▶ [Supplied text]
______

    Something will definitely have to be done about Capt. Semrau’s actions, that much I agree with. And yes, it will have to fit the crime, as this sort of action is strictly prohibited by the U.N., but this is a huge case, a special case, that affects the entire U.N. combat services, and this will set a precedent. But I think special considerations have to be made, considering that Capt. Semrau clearly had the afghani’s best interests at heart. I don’t know the Captains history so I dont really know what type of a person he is, and that will have to be considered during the investigation and trial. All mitigating factors have to be individually considered when assessing the sentence and if Capt. Semrau is found to have been an otherwise good soldier who just found himself at a crossroads and chose the more difficult road, then I feel he should be given the lightest possible, yet appropriate, sentence in a minimum security institution, with special priveleges regarding location of the institution (close to home for easy family access), a longer visitor’s list, t.v. and computer in his own private room, and the occasional weekend pass when he’s earned it. And he shouldn’t be dishonorably discharged. He should still get some sort of soldier’s pension so as to provide for his family as well.
    I don’t know if the afghani was going to make it if he would have been given every possible chance, but the afghani was ordered to be left out there to die and Capt. Semrau couldn’t accept that. His superiors should be held accountable, and if they have no jurisdiction to hold the specific commander accountable, then whoever put these canadian soldiers under the commanding officer should shoulder some of the blame. Any commanding officer in charge of Canadian soldiers should be held to the highest standards, and should have a code of ethics they are obliged to follow. If the commander had ordered the soldiers to administer medical care, this wouldn’t even be an issue here. The commander is a heartless joke.

______

▶ [Data for review]
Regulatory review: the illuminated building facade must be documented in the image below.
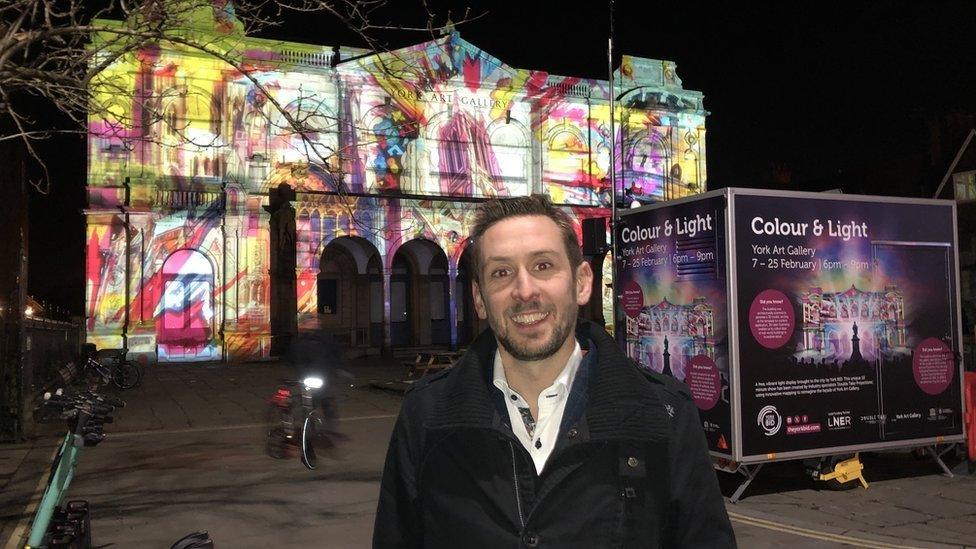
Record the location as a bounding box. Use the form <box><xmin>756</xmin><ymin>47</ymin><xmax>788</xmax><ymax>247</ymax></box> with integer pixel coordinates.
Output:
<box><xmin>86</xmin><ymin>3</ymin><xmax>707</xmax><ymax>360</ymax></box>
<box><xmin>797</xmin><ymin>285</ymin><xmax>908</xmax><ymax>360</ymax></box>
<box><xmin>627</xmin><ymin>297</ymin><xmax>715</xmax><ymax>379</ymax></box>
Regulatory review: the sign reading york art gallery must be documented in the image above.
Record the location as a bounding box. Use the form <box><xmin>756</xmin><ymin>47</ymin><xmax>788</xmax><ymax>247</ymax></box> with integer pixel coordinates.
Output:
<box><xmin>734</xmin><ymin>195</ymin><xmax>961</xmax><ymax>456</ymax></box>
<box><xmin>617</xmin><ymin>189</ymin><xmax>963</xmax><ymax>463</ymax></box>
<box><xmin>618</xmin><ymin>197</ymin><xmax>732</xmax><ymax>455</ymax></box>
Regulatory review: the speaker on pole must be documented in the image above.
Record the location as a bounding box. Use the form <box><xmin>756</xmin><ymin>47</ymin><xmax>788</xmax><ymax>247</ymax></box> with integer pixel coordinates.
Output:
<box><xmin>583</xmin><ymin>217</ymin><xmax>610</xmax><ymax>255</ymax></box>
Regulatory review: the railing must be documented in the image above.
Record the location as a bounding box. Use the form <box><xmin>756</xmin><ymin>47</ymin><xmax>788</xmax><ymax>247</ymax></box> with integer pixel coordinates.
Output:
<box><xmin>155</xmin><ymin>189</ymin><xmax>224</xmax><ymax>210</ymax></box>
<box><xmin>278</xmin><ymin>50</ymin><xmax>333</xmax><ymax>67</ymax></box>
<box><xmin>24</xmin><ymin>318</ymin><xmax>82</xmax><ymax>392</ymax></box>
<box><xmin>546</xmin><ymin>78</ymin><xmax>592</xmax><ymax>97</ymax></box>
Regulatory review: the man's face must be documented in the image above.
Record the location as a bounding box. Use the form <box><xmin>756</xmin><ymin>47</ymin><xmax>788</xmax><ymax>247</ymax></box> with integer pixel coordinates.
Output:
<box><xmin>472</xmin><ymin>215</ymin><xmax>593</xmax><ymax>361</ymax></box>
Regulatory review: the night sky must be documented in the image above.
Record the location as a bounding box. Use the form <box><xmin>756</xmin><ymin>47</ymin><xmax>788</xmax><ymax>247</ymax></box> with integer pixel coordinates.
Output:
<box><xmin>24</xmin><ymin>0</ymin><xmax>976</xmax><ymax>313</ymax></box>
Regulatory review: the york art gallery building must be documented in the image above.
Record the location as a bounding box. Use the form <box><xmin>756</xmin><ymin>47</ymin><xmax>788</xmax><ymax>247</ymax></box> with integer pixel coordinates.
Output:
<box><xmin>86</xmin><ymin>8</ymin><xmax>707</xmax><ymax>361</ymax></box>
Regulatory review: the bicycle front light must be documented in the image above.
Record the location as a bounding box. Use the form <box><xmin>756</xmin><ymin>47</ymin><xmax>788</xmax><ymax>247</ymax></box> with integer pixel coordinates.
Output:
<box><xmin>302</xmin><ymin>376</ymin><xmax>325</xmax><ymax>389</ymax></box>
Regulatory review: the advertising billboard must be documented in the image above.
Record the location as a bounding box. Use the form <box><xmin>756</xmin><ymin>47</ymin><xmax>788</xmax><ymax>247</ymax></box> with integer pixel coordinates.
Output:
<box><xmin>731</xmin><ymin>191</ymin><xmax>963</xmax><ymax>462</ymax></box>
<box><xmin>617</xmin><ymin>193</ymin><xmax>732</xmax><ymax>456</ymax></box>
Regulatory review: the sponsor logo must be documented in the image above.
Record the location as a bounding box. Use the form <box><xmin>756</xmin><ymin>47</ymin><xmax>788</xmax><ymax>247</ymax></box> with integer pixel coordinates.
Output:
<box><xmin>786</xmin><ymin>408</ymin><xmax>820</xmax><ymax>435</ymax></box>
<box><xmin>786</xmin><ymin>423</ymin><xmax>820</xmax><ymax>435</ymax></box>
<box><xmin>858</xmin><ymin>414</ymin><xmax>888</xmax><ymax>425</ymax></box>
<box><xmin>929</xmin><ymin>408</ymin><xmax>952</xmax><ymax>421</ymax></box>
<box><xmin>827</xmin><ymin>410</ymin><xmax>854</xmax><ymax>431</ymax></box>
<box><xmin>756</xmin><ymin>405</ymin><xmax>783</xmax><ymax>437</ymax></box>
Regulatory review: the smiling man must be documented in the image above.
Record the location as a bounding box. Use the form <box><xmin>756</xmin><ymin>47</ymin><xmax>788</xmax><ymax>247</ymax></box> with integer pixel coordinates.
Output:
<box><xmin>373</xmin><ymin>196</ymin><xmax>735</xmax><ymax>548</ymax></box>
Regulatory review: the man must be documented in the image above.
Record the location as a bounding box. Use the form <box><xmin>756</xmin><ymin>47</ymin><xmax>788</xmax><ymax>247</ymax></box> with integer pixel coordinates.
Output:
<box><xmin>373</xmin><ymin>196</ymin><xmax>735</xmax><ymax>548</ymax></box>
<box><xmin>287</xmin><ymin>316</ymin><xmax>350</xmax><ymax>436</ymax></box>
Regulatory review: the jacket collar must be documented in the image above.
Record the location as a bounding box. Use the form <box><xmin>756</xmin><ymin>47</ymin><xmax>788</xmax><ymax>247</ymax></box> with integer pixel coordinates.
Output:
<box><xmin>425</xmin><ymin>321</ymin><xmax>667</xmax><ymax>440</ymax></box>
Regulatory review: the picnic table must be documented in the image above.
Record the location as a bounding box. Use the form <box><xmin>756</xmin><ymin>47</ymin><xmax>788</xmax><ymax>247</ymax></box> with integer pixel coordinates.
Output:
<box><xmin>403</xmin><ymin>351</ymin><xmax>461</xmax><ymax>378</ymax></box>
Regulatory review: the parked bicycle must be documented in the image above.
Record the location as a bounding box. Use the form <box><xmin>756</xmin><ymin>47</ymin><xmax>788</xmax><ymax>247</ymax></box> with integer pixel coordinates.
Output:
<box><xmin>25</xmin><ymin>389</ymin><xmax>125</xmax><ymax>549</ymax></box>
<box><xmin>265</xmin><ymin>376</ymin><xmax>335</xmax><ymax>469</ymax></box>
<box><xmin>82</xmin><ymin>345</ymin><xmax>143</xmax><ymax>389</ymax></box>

______

▶ [Work request] According to the comment about Capt. Semrau, why should he still receive some sort of soldier's pension? Answer in one to three sentences.

▶ [Problem solution] He should still get a soldier's pension so that he can provide for his family.